▶ [Description of the task]
Could you transcribe the part of the composting forum thread below that lies between "I use Bio Catolet" and "very environmentally friendly.", inclusive, keeping every word and character unchanged?

▶ [Document section]
______________________________

# Composting



## Malexis (Apr 26, 2009)

Im researching composting as im thinking about starting to do it, but have no clue ow to start. One thing i've seen on a few web sites is to not compost ret waste as it may have stuff in it that could harm people (probably if doing fruits or veggies) but does this include rabbit waste?

If i can compost rabbit waste how would i go about this? I mainly use carefresh, but i aslso use wood stove pellets on occasion (and maybe more often soon) are these able to be thrown in compost two or do i need a grate over the litter so i can seperate the poo's? Would the pee be bad if it was mixed in to? Anyother advice?


----------



## Malexis (Apr 26, 2009)

I cant edit my post yet so i just wanted to add:

If i do vermicomposting (which is using worms and kitchen scraps) will i still be able to use rabbit poo as opposed to regular composting which mostly uses garden scraps?


----------



## jcottonl02 (Apr 27, 2009)

Rabbit poop makes an absolutely fantastic compost!!
We put all grass cuttings, vegetable peelings that the rabbits can't have like potato skins, leaves and weeds and we put that in the compost bin in the garden, with plenty of moisture, and with the rabbit droppings! Let it compost over time- I'm not entirely sure how long it takes but the longer you leave it the better the compost! Leaving it a good few months to really compost down is great.
Then spread it over your flower beds and start using it!

I use Bio Catolet litter- it is completely safe to use with rabbits. It is completely compostable, completely dust free, and very environmentally friendly. 
So this goes into the compost too, as it is 100% biodegradable and compostible. 

https://www.thehayexperts.co.uk/Litter.11/Bio-Catolet+:+25ltr.149.html


----------



## Sabine (Apr 28, 2009)

I use straw pellets, straw and hay as litter and the whole lot goes into the compost. I found though that it only composts well if mixed with lots of wet materials like kitchen scraps or grass clippings. i usually have too much rabbit waste to get the right mixture I found the rabbit litter alone doesn't compost very well.

______________________________

▶ [Given data]

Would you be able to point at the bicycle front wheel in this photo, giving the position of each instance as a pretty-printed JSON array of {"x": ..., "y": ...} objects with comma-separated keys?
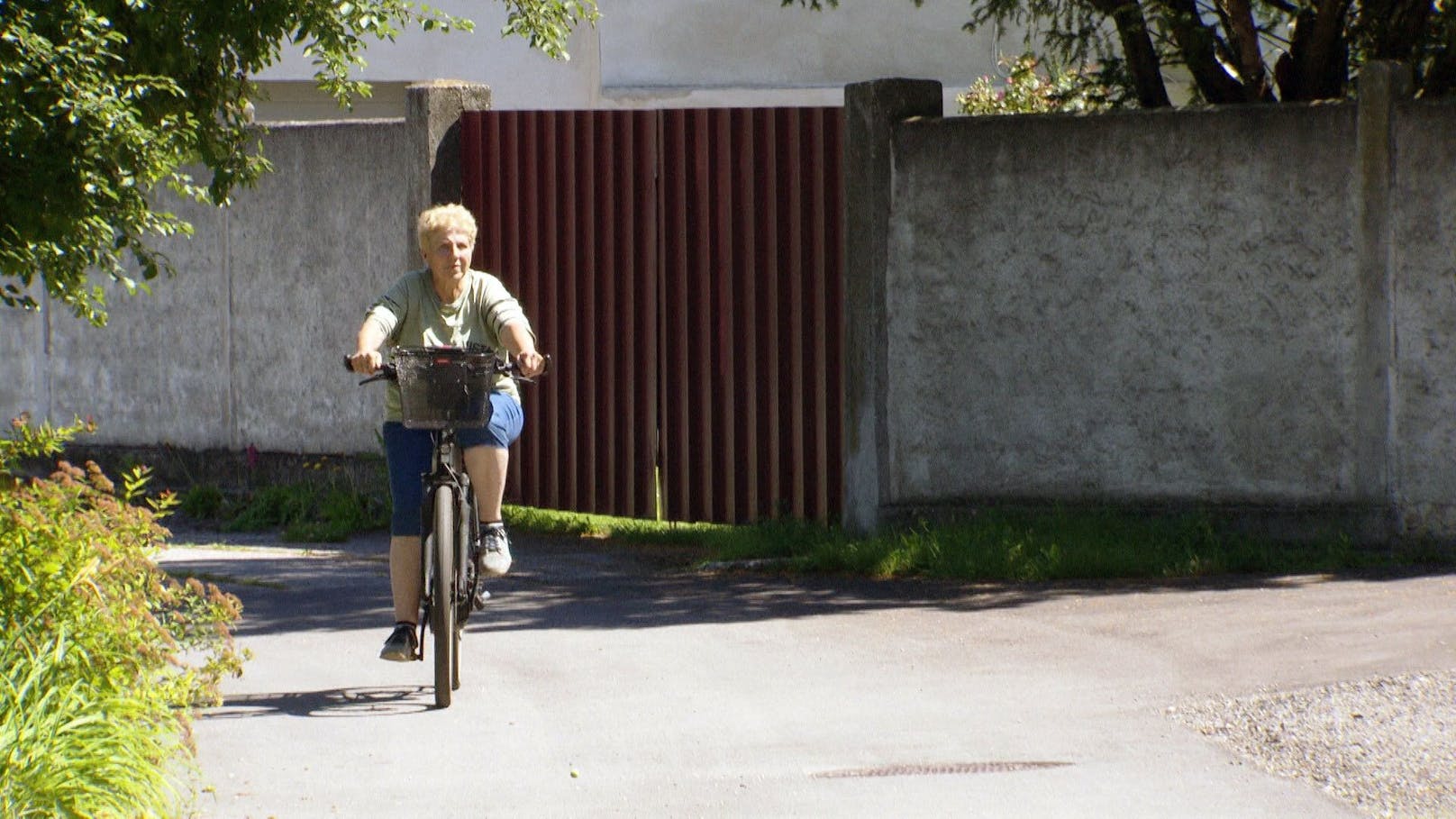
[{"x": 441, "y": 609}]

______________________________

▶ [Response to the task]
I use Bio Catolet litter- it is completely safe to use with rabbits. It is completely compostable, completely dust free, and very environmentally friendly.